WRITTEN PROBLEM A - Lay out as a numbered list the portion of the entries below that starts at the line containing "door, one per instance" and continues through the last of the entries, leaving out any blank lines.

PAGE EXTRACT -

- Genre: Reality television
- Based on: The Real Housewives
- Presented by: Jani Kazaltzis
- Starring: Melissa van Hoydonck; Amy De Winter; Julie Boone; Annelies Schetters; Kiki Rom Colthoff; Natassia Van Kerkvoorde; Oona Noyen; Camelia Craciunescu; Jill Cnudde; Laura Carpels;
- Country of origin: Belgium
- Original languages: Flemish Dutch
- No. of seasons: 2
- No. of episodes: 16

Production
- Producer: Isabelle Dams
- Production locations: Antwerp, Flanders, Belgium
- Production company: Banijay Belgium

Original release
- Network: Play4 (Season 1 TV Telecast) Play (TV Telecast since Season 2) Streamz (Streaming Telecast)
- Release: 17 March 2025 – present

Related
- The Real Housewives of Amsterdam The Real Housewives van het Zuiden The Real Housewives of Rotterdam

= The Real Housewives of Antwerp =

The Real Housewives of Antwerp, often abbreviated as RHOANT, is a Flemish language-Belgian reality television series that premiered on Play4 and Streamz on 17 March 2025. Created as an international installment of the Real Housewives franchise, it documents the personal and professional lives of several women residing in Antwerp, Flanders. This is the first Belgian version of The Real Housewives. This series is the 27th international installment of the American series The Real Housewives.

WRITTEN PROBLEM B - Transcribe the full Real Housewives of Antwerp text above, word for word.

Point labeling dataset excerpts -
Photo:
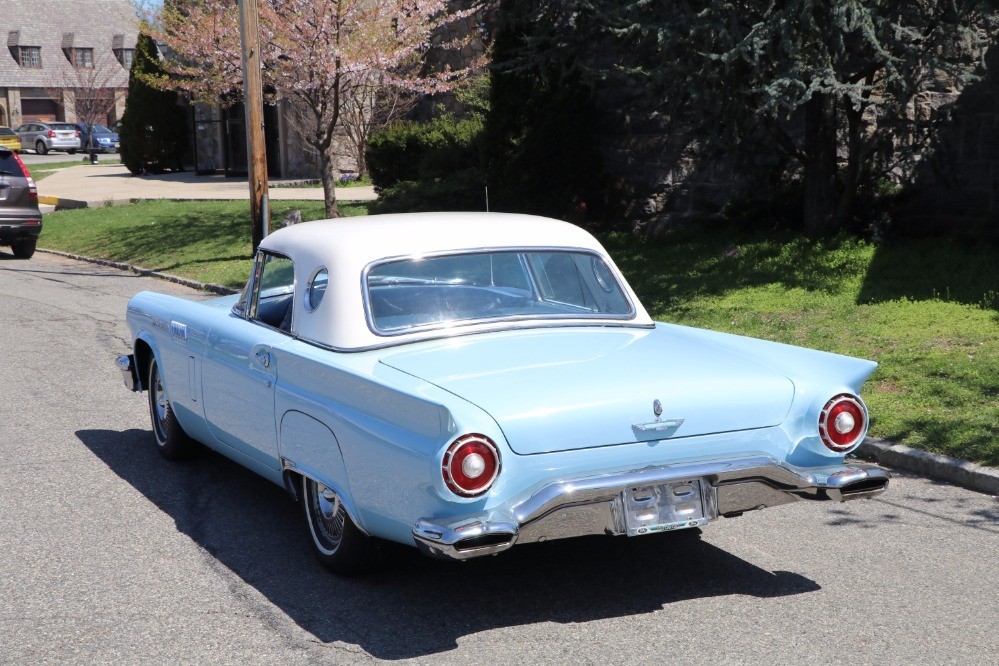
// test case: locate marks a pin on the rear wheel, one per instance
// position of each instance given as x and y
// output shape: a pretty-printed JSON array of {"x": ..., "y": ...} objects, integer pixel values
[
  {"x": 337, "y": 542},
  {"x": 171, "y": 440},
  {"x": 23, "y": 249}
]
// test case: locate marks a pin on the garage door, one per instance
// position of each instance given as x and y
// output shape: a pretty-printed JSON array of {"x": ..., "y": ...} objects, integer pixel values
[{"x": 38, "y": 110}]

TASK SOLUTION A -
1. // test case: locate marks a pin on the garage door, one per instance
2. // position of each instance given as x and y
3. // output shape: a pretty-printed JSON array of {"x": ..., "y": ...} objects, integer pixel values
4. [{"x": 38, "y": 110}]

TASK SOLUTION B -
- Genre: Reality television
- Based on: The Real Housewives
- Presented by: Jani Kazaltzis
- Starring: Melissa van Hoydonck; Amy De Winter; Julie Boone; Annelies Schetters; Kiki Rom Colthoff; Natassia Van Kerkvoorde; Oona Noyen; Camelia Craciunescu; Jill Cnudde; Laura Carpels;
- Country of origin: Belgium
- Original languages: Flemish Dutch
- No. of seasons: 2
- No. of episodes: 16

Production
- Producer: Isabelle Dams
- Production locations: Antwerp, Flanders, Belgium
- Production company: Banijay Belgium

Original release
- Network: Play4 (Season 1 TV Telecast) Play (TV Telecast since Season 2) Streamz (Streaming Telecast)
- Release: 17 March 2025 – present

Related
- The Real Housewives of Amsterdam The Real Housewives van het Zuiden The Real Housewives of Rotterdam

= The Real Housewives of Antwerp =

The Real Housewives of Antwerp, often abbreviated as RHOANT, is a Flemish language-Belgian reality television series that premiered on Play4 and Streamz on 17 March 2025. Created as an international installment of the Real Housewives franchise, it documents the personal and professional lives of several women residing in Antwerp, Flanders. This is the first Belgian version of The Real Housewives. This series is the 27th international installment of the American series The Real Housewives.